■ Data for analysis
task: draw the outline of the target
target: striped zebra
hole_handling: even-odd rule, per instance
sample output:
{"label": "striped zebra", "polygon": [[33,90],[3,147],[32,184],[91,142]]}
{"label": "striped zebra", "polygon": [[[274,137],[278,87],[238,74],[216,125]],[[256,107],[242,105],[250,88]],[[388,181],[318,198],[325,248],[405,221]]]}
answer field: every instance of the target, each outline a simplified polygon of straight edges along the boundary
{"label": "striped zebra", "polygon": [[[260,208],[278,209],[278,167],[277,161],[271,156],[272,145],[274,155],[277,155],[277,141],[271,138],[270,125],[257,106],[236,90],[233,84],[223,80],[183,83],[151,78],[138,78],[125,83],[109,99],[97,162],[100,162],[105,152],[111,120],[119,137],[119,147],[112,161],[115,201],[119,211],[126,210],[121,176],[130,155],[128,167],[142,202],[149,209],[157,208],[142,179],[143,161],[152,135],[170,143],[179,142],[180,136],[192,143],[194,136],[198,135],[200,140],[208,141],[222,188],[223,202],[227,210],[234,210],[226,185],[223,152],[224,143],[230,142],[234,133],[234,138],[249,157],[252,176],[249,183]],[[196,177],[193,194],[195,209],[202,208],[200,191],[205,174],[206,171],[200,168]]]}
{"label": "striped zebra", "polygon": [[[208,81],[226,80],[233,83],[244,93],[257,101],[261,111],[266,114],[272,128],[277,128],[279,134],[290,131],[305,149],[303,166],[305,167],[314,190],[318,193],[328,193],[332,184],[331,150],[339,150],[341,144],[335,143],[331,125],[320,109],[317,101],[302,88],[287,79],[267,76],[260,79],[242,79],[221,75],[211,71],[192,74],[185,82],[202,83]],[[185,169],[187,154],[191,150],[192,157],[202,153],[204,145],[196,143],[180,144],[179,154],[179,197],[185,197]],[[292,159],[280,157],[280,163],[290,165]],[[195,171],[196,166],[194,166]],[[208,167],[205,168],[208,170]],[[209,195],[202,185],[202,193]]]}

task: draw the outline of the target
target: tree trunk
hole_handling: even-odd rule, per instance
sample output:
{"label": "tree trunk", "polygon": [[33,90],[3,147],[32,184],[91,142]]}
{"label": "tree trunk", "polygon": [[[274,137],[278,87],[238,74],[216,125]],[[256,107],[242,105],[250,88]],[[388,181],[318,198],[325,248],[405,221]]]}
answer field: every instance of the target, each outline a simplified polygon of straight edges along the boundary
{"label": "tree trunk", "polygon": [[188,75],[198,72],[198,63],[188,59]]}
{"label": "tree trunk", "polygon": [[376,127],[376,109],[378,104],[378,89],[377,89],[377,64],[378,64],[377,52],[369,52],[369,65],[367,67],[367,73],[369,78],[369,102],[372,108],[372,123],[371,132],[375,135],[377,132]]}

■ What you will do
Word for word, return the entire set of entries.

■ Answer to the exercise
task: draw the outline of the target
target: striped zebra
hole_handling: even-odd rule, per instance
sample output:
{"label": "striped zebra", "polygon": [[33,90],[3,147],[32,184],[91,142]]}
{"label": "striped zebra", "polygon": [[[274,137],[278,87],[238,74],[216,125]],[[256,107],[242,105],[250,88]],[[388,181],[318,198],[325,248],[405,221]]]}
answer field: every instance of the target, each outline a simplified polygon of straight edges along the boundary
{"label": "striped zebra", "polygon": [[[260,208],[278,209],[278,167],[277,161],[271,156],[272,145],[274,155],[277,155],[277,141],[271,138],[270,125],[257,106],[236,90],[233,84],[223,80],[183,83],[151,78],[138,78],[125,83],[109,99],[97,162],[100,162],[105,152],[111,120],[119,137],[119,147],[112,161],[115,201],[119,211],[126,210],[121,176],[130,155],[128,167],[142,202],[149,209],[157,208],[142,179],[143,161],[152,135],[170,143],[179,142],[180,136],[192,143],[194,136],[198,135],[200,140],[208,141],[222,188],[223,202],[227,210],[234,210],[226,185],[223,152],[224,143],[230,142],[234,133],[234,138],[249,157],[252,176],[249,183]],[[196,177],[193,194],[195,209],[202,208],[200,191],[205,174],[206,171],[200,168]]]}
{"label": "striped zebra", "polygon": [[[208,81],[226,80],[233,83],[244,93],[257,101],[261,111],[266,114],[272,128],[277,128],[279,134],[290,131],[305,149],[303,166],[305,167],[314,190],[318,193],[328,193],[332,184],[331,150],[339,150],[341,144],[335,143],[331,125],[320,109],[317,101],[302,88],[287,79],[267,76],[260,79],[242,79],[221,75],[211,71],[192,74],[185,82],[202,83]],[[185,169],[187,154],[191,150],[192,157],[202,153],[204,145],[196,143],[180,144],[179,154],[179,197],[185,197]],[[292,159],[280,157],[280,163],[290,165]],[[195,171],[196,166],[194,166]],[[208,167],[205,168],[208,170]],[[209,195],[202,185],[202,193]]]}

task: draw the outline of the target
target: tree trunk
hole_handling: even-odd rule, per instance
sample output:
{"label": "tree trunk", "polygon": [[33,90],[3,147],[32,184],[91,142]]}
{"label": "tree trunk", "polygon": [[[274,137],[278,87],[238,74],[216,125]],[[256,107],[242,105],[250,88]],[[388,181],[318,198],[325,248],[405,221]]]}
answer field: every instance of the target, each outline a simplified polygon of straight edges along the boundary
{"label": "tree trunk", "polygon": [[188,75],[198,72],[198,63],[188,59]]}
{"label": "tree trunk", "polygon": [[376,127],[376,109],[378,104],[378,89],[377,89],[377,64],[378,64],[377,52],[369,52],[369,65],[367,67],[367,73],[369,78],[369,102],[372,108],[372,123],[371,132],[375,135],[377,132]]}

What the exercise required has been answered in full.